**DATA SHOWN**.
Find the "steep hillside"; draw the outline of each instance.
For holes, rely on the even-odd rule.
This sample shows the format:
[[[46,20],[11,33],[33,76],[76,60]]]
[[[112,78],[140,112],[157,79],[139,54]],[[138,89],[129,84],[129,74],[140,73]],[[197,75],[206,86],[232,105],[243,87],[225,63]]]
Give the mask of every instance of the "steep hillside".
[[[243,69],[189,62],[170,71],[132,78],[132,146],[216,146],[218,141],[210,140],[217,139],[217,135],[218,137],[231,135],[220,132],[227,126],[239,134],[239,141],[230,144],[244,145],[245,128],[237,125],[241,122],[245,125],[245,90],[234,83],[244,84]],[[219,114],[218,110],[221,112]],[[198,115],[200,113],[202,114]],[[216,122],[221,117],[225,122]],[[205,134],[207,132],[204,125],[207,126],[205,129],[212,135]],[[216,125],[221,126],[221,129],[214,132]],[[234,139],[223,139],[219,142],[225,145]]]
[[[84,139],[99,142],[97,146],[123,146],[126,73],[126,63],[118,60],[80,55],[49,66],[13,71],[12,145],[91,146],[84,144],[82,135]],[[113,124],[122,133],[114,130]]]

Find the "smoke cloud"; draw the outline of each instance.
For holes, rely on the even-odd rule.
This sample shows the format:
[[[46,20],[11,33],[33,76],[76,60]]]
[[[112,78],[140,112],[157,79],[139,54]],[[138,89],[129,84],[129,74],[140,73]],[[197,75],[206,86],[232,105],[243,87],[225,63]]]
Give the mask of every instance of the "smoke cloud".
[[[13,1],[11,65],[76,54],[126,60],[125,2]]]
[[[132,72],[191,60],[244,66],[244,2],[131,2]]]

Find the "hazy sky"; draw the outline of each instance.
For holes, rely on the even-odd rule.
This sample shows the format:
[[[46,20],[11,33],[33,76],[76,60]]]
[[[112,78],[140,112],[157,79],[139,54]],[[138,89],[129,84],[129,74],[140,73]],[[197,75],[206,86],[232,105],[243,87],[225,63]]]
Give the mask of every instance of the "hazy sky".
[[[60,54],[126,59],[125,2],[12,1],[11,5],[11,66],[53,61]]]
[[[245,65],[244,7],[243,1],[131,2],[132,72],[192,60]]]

**WRITTEN REQUEST**. Pick out every line in the data that contains the word "Give". Case counts.

**WRITTEN ANSWER**.
Give the mask of every instance of the "steep hillside".
Give the mask of every instance of the "smoke cloud".
Give the mask of every instance of the "hazy sky".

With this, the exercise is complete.